» Page:
===============
# The Case of the Mystery House Cleaner



## VirginiaHuguenot (Aug 11, 2006)

Woman comes home to find house cleaned

Fri Aug 11, 2006

CHARLESTON, W.Va. (AP) - When Debbie Phillips tried to report a crime, police just snickered. "I told him that someone came into my house and cleaned," the president of the Putnam County School Board said. "He just laughed." 

The problem wasn't that her home smelled a little fresher or looked a little tidier. The problem was that Phillips had no idea who the mystery cleaner was.

Her husband denied cleaning up the joint. So did her next-door neighbor. Everyone she asked denied responsibility.

All she knew was the rugs weren't where she had left them that morning in June. Trinkets had been rearranged and in the master bedroom, the bed was made differently.

It didn't look like anything had been stolen, but she couldn't be sure.

Nearly a month passed before the mystery was solved. Her son called her at work recently after a cleaning lady arrived at the front door.

As it turns out, her neighbor across the street, with a similar house number, the same number of rooms to be cleaned and a house key hidden in a similar spot outside, had hired a cleaning service.

"They just came to the wrong door," Phillips said.


----------



## crhoades (Aug 11, 2006)

Lucky they didn't hire a hit-man!

Funny story.


----------



## VirginiaHuguenot (Aug 11, 2006)

Yeah, I recall Harvey Keitel as the "cleaner" hit man in _Point of No Return_ -- yikes!


----------



## Theoretical (Aug 11, 2006)

> _Originally posted by crhoades_
> Lucky they didn't hire a hit-man!
> 
> Funny story.


----------
===============
» Records:
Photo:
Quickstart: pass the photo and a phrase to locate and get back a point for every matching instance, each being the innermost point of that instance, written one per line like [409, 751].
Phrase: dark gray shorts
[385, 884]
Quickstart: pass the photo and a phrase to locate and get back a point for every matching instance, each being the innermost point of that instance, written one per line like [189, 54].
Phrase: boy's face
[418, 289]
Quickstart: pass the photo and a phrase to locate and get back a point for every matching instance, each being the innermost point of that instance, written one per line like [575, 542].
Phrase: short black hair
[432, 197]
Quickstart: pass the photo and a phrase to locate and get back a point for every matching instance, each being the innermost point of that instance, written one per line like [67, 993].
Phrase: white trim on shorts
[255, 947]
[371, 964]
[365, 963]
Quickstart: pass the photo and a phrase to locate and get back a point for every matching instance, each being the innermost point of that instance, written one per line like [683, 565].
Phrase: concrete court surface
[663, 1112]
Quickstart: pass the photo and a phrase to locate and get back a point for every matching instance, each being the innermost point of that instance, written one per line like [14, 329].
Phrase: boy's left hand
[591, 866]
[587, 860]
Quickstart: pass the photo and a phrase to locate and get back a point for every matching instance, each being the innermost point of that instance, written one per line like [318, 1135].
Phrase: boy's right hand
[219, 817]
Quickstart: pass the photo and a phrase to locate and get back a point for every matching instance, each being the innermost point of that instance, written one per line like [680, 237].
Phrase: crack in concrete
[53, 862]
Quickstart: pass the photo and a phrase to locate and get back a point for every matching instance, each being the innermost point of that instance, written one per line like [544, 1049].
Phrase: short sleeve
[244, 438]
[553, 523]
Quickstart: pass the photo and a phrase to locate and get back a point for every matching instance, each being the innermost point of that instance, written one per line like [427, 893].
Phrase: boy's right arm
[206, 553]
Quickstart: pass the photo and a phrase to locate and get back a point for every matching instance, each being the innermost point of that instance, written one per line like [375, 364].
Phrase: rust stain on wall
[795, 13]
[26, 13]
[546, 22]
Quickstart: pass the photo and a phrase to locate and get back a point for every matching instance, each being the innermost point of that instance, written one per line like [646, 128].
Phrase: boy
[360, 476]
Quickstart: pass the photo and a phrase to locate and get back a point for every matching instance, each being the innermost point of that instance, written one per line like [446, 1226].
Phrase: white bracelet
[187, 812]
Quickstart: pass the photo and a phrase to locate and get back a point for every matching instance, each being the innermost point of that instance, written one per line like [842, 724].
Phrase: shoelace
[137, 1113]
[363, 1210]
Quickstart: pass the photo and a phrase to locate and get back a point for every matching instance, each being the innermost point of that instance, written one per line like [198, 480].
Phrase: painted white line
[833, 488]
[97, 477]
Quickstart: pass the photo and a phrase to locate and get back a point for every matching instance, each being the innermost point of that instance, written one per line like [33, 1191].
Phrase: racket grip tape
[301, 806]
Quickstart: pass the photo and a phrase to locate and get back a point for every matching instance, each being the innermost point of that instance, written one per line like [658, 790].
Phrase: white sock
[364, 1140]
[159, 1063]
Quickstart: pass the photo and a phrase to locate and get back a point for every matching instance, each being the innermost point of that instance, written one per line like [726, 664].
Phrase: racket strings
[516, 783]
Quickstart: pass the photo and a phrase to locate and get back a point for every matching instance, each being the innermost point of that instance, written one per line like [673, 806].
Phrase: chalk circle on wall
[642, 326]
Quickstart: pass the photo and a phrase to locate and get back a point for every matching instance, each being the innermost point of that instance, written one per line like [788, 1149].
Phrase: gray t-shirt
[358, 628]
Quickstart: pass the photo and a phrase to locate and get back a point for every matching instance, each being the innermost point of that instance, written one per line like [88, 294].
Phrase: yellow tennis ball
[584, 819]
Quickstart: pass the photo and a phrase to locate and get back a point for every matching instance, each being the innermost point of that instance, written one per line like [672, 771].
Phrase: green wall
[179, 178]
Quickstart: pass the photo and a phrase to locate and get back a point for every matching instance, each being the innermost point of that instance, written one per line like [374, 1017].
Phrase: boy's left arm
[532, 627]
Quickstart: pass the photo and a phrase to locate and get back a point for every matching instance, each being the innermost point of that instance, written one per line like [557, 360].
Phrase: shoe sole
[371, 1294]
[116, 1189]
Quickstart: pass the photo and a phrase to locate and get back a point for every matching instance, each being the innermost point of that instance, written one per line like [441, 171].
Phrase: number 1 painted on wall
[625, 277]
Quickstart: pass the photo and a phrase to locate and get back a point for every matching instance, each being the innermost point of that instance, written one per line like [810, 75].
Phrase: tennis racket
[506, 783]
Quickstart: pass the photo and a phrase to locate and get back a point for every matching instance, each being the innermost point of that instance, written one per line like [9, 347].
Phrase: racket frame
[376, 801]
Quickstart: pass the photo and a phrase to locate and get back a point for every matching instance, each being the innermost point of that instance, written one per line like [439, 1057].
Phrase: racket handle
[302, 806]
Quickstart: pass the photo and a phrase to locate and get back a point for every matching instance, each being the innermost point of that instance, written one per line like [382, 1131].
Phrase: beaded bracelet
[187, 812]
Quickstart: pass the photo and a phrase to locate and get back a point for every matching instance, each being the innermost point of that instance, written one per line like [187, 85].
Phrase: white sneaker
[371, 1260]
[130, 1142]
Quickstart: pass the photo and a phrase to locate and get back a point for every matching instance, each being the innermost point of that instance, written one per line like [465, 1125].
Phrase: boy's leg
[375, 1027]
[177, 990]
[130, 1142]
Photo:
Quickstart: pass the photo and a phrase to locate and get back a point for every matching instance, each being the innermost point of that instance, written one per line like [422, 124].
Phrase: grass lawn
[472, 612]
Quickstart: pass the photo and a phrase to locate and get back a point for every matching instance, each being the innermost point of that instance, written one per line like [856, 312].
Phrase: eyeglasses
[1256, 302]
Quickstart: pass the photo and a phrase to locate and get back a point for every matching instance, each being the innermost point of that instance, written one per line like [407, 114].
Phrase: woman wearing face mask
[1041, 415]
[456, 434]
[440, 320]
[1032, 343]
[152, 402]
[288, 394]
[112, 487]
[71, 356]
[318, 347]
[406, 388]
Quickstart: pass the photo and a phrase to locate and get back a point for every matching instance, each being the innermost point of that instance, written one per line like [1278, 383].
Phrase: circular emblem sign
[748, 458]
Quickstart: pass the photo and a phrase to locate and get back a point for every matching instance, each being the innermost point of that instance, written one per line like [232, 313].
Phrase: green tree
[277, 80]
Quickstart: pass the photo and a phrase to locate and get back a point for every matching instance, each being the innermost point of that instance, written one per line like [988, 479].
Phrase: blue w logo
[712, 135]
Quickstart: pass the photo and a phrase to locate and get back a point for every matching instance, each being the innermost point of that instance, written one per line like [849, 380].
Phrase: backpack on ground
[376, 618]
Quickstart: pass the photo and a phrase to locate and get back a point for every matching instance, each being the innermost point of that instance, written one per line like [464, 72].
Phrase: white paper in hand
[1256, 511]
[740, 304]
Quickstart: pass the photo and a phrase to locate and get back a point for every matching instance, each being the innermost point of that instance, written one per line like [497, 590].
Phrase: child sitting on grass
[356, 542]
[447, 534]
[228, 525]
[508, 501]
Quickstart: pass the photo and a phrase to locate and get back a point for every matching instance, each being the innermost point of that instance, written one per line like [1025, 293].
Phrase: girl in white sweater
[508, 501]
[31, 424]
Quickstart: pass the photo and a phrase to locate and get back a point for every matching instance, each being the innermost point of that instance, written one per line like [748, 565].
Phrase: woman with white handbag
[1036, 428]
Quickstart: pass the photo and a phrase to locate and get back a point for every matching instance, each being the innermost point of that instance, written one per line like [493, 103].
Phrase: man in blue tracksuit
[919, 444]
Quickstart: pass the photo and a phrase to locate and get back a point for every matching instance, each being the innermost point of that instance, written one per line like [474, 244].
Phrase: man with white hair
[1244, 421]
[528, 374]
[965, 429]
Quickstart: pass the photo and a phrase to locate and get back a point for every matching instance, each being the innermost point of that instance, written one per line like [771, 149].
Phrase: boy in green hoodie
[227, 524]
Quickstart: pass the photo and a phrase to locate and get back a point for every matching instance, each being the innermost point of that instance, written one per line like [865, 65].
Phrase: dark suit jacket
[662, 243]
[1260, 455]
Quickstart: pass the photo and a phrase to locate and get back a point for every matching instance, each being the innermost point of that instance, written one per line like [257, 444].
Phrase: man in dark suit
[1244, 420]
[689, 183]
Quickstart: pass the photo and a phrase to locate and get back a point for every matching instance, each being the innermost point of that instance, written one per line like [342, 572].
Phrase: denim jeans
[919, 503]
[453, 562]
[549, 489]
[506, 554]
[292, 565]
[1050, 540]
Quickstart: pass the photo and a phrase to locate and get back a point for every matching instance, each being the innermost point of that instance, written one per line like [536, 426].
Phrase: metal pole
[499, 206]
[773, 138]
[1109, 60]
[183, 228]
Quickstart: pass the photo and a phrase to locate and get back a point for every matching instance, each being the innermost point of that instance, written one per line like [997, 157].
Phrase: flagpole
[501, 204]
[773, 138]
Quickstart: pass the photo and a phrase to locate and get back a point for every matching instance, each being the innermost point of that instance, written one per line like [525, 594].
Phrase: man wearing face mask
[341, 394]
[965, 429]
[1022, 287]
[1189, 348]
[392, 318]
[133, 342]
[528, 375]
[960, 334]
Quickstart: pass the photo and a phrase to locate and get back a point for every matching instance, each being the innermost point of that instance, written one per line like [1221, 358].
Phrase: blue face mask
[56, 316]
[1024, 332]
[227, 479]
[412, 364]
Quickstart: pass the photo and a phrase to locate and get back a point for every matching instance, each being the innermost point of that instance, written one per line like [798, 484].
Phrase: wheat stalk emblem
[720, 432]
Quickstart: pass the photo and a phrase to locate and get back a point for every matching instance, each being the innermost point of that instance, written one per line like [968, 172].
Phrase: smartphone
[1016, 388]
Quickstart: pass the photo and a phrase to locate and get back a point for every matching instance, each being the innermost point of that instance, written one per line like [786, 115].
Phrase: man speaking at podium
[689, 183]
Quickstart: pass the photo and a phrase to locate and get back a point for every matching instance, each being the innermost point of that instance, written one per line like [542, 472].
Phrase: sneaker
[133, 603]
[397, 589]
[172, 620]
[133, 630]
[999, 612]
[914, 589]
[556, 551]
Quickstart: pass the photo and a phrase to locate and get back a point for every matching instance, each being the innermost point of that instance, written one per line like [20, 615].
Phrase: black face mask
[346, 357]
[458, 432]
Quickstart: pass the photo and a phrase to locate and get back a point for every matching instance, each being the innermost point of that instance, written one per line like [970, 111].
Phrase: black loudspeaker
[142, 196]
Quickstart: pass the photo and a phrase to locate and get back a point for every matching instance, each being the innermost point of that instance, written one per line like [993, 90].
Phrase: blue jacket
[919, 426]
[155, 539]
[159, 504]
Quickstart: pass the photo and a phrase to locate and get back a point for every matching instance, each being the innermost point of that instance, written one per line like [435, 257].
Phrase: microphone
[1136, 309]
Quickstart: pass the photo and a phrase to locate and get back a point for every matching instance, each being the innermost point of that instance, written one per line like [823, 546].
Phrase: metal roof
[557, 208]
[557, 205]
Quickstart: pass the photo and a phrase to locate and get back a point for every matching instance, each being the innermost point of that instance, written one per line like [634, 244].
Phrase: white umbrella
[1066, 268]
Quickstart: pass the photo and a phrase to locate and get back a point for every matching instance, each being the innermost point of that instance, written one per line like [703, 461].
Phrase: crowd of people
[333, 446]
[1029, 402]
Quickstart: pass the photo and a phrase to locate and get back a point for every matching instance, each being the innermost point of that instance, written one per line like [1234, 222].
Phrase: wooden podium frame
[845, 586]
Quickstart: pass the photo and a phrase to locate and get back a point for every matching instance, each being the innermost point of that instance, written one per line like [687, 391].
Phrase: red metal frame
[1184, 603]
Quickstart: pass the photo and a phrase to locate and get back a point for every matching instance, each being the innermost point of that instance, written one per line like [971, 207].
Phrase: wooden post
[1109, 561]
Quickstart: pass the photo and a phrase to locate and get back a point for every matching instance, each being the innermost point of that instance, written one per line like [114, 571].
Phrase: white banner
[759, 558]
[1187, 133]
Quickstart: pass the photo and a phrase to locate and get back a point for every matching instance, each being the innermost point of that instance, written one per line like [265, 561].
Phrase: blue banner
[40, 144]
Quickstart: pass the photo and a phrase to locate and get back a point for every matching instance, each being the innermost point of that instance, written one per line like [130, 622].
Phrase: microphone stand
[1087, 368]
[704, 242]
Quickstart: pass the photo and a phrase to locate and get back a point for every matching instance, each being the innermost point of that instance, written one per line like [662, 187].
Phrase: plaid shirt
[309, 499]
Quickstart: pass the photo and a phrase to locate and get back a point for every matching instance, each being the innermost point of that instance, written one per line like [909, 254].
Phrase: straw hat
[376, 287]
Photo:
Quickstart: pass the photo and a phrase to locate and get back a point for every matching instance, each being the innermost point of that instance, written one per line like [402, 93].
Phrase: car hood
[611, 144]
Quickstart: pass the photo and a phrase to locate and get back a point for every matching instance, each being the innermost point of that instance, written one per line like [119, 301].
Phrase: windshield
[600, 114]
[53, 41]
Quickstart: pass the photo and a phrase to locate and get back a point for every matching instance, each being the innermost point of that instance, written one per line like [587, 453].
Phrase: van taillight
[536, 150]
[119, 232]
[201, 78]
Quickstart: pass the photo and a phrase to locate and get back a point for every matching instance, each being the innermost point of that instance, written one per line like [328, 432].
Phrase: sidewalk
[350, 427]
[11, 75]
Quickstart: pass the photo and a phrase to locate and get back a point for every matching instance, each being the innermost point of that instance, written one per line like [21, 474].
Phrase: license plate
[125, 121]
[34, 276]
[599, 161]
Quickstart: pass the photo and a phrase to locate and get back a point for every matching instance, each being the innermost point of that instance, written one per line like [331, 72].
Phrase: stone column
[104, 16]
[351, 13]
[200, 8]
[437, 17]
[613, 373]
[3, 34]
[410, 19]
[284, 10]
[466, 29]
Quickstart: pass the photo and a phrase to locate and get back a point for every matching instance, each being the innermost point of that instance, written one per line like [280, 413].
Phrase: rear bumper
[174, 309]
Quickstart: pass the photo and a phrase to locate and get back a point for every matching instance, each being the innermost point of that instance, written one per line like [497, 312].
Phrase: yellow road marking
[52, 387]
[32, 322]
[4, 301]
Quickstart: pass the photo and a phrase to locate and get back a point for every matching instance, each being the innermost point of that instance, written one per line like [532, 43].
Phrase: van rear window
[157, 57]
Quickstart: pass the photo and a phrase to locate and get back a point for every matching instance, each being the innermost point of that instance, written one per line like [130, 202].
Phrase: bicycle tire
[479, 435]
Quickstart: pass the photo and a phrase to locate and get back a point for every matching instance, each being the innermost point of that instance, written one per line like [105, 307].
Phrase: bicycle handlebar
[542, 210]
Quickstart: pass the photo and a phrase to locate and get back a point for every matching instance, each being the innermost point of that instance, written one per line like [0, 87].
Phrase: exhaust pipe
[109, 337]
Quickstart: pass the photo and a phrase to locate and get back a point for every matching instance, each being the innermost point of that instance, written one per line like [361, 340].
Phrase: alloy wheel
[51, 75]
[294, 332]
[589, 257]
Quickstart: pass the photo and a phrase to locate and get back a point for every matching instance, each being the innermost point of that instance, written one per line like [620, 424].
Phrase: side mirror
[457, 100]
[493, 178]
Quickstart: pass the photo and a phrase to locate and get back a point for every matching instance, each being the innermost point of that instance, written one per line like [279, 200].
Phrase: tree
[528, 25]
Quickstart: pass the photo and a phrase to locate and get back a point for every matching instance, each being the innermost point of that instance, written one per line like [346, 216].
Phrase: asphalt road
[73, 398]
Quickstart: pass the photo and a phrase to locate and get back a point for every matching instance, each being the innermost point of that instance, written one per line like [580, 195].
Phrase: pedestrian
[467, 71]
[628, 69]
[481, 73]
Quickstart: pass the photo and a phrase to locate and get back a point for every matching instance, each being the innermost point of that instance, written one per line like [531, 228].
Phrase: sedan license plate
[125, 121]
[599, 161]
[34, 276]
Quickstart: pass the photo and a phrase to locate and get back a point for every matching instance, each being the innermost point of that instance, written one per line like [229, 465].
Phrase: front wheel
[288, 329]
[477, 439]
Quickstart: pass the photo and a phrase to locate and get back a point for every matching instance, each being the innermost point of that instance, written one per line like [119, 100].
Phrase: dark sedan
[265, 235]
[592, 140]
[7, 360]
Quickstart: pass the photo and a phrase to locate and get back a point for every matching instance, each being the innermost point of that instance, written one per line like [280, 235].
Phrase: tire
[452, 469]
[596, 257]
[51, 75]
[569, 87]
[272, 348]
===============
» Job: Give the passage of the mystery house cleaner thread between "## crhoades (Aug" and "Return_ -- yikes!", inclusive, again, changing "Funny" to "Strange".

» Written response:
## crhoades (Aug 11, 2006)

Lucky they didn't hire a hit-man!

Strange story.


----------



## VirginiaHuguenot (Aug 11, 2006)

Yeah, I recall Harvey Keitel as the "cleaner" hit man in _Point of No Return_ -- yikes!